(Source data Opens)
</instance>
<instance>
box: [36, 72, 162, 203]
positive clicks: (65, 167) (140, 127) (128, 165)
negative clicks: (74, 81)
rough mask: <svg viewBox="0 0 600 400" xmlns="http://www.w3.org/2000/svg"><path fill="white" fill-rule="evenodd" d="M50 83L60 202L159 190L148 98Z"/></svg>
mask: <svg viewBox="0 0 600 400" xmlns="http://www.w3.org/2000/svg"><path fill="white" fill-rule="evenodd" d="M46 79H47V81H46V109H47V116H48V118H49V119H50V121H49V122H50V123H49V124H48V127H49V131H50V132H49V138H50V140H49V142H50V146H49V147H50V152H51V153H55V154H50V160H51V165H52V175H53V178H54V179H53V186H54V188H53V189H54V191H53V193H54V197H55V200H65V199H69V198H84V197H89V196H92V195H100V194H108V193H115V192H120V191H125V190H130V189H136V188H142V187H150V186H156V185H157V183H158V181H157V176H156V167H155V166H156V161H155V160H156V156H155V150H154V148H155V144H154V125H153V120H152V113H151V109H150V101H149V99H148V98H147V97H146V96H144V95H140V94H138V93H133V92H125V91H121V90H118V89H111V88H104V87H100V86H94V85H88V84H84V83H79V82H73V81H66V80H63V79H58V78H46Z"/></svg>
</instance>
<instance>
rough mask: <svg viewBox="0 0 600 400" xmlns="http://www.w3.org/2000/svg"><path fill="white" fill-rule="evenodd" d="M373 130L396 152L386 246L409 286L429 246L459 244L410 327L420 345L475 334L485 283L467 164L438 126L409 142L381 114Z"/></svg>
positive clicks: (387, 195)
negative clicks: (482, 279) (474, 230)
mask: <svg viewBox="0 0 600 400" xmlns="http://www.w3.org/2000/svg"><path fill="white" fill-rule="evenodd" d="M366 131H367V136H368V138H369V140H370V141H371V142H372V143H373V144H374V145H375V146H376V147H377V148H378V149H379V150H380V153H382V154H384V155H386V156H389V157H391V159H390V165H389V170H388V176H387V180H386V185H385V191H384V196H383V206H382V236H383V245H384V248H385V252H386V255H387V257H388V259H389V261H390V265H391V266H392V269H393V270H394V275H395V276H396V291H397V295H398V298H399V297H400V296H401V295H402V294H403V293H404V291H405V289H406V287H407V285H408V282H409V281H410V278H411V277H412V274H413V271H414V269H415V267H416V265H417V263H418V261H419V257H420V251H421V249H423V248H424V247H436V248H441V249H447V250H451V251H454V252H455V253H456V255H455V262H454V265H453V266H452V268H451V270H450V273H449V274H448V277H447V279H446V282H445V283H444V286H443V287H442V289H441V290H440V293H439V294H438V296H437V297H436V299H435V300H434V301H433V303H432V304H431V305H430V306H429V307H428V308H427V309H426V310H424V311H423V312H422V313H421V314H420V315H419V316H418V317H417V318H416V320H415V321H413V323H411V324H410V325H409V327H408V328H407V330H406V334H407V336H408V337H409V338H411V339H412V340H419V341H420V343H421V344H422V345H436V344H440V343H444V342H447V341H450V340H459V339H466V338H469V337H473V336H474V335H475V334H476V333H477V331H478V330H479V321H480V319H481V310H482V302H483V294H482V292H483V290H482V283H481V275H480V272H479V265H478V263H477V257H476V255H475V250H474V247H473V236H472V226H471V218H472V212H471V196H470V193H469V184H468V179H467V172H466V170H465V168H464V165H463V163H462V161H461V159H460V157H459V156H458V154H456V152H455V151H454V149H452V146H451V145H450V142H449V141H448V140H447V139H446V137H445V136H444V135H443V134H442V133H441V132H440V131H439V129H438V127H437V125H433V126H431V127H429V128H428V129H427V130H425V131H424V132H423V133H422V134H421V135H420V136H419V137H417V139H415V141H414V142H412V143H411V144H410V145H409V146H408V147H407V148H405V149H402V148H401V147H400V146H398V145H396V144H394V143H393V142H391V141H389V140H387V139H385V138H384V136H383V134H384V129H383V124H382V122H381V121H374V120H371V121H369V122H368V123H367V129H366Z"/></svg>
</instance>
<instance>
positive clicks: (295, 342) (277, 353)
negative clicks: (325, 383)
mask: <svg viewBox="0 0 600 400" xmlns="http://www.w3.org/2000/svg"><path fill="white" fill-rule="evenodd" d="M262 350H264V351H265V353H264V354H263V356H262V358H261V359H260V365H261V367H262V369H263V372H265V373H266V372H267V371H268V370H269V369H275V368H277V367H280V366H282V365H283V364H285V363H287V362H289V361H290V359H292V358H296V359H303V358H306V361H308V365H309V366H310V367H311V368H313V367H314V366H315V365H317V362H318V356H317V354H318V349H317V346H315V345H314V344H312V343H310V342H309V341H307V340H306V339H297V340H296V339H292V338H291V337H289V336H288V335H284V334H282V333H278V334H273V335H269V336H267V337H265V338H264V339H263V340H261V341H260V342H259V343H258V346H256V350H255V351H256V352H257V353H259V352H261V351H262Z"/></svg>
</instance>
(Source data Closes)
> Problem description:
Every record above should be written out exactly.

> Your response:
</instance>
<instance>
box: [36, 72, 162, 203]
positive clicks: (65, 167) (140, 127) (128, 165)
negative clicks: (74, 81)
rough mask: <svg viewBox="0 0 600 400" xmlns="http://www.w3.org/2000/svg"><path fill="white" fill-rule="evenodd" d="M50 83L60 202L159 190L148 98Z"/></svg>
mask: <svg viewBox="0 0 600 400" xmlns="http://www.w3.org/2000/svg"><path fill="white" fill-rule="evenodd" d="M46 79H47V81H46V109H47V116H48V118H49V119H50V121H49V122H50V123H49V124H48V127H49V131H50V132H49V138H50V140H49V142H50V146H49V147H50V152H51V153H55V154H50V160H51V165H52V175H53V178H54V179H53V186H54V188H53V189H54V191H53V193H54V197H55V200H65V199H69V198H84V197H89V196H92V195H100V194H108V193H115V192H120V191H125V190H130V189H136V188H142V187H150V186H156V185H157V183H158V181H157V176H156V167H155V166H156V161H155V160H156V156H155V150H154V148H155V144H154V125H153V120H152V113H151V109H150V101H149V99H148V98H147V97H146V96H144V95H140V94H138V93H133V92H125V91H121V90H118V89H111V88H104V87H100V86H94V85H88V84H84V83H79V82H73V81H66V80H63V79H58V78H46Z"/></svg>
</instance>
<instance>
rough mask: <svg viewBox="0 0 600 400" xmlns="http://www.w3.org/2000/svg"><path fill="white" fill-rule="evenodd" d="M373 130L396 152L386 246L409 286L429 246L459 244L410 327L420 345L475 334L485 283L467 164L438 126L409 142L381 114Z"/></svg>
positive clicks: (387, 195)
negative clicks: (482, 279) (474, 230)
mask: <svg viewBox="0 0 600 400" xmlns="http://www.w3.org/2000/svg"><path fill="white" fill-rule="evenodd" d="M366 131H367V136H368V138H369V140H370V141H371V142H372V143H373V144H374V145H375V146H376V147H377V148H378V149H379V150H380V153H382V154H384V155H386V156H389V157H391V159H390V165H389V170H388V176H387V180H386V185H385V191H384V196H383V206H382V236H383V245H384V248H385V252H386V255H387V257H388V259H389V261H390V265H391V266H392V269H393V270H394V275H395V276H396V291H397V295H398V298H399V297H400V296H401V295H402V294H403V293H404V291H405V289H406V287H407V285H408V282H409V281H410V278H411V277H412V274H413V271H414V269H415V267H416V265H417V263H418V261H419V257H420V251H421V249H423V248H424V247H436V248H441V249H447V250H451V251H454V252H455V253H456V255H455V262H454V265H453V266H452V268H451V270H450V273H449V274H448V277H447V279H446V282H445V283H444V286H443V287H442V289H441V290H440V293H439V294H438V296H437V297H436V299H435V300H434V301H433V303H432V304H431V305H430V306H429V307H428V308H427V309H426V310H424V311H423V312H422V313H421V314H420V315H419V316H418V317H417V318H416V320H415V321H413V323H411V324H410V325H409V327H408V328H407V330H406V334H407V336H408V337H409V338H411V339H412V340H419V341H420V343H421V344H422V345H436V344H440V343H444V342H447V341H450V340H459V339H466V338H469V337H473V336H474V335H475V334H476V333H477V331H478V330H479V321H480V319H481V310H482V302H483V294H482V292H483V290H482V283H481V275H480V272H479V265H478V263H477V257H476V255H475V250H474V247H473V236H472V226H471V218H472V212H471V196H470V193H469V184H468V179H467V172H466V170H465V168H464V165H463V163H462V161H461V159H460V157H459V156H458V154H456V152H455V151H454V149H452V146H451V145H450V142H449V141H448V140H447V139H446V137H445V136H444V135H443V134H442V133H441V132H440V131H439V129H438V127H437V125H433V126H431V127H429V128H428V129H427V130H425V131H424V132H423V133H422V134H421V135H420V136H419V137H417V139H415V141H414V142H412V143H411V144H410V145H409V146H408V147H407V148H405V149H402V148H401V147H400V146H398V145H396V144H394V143H393V142H391V141H389V140H387V139H385V138H384V136H383V134H384V129H383V124H382V122H381V121H374V120H371V121H369V122H368V123H367V129H366Z"/></svg>
</instance>
<instance>
positive clicks: (295, 342) (277, 353)
negative clicks: (325, 383)
mask: <svg viewBox="0 0 600 400" xmlns="http://www.w3.org/2000/svg"><path fill="white" fill-rule="evenodd" d="M262 350H264V351H265V353H264V354H263V356H262V358H261V359H260V365H261V367H262V369H263V372H265V373H266V372H267V371H268V370H269V369H275V368H277V367H280V366H282V365H283V364H285V363H287V362H289V361H290V359H292V358H296V359H303V358H306V361H308V365H309V366H310V367H311V368H313V367H314V366H315V365H317V362H318V356H317V354H318V349H317V346H315V345H314V344H312V343H310V342H309V341H307V340H306V339H297V340H296V339H292V338H291V337H289V336H288V335H284V334H282V333H278V334H273V335H269V336H267V337H265V338H264V339H263V340H261V341H260V342H259V343H258V346H256V350H255V351H256V352H257V353H259V352H261V351H262Z"/></svg>
</instance>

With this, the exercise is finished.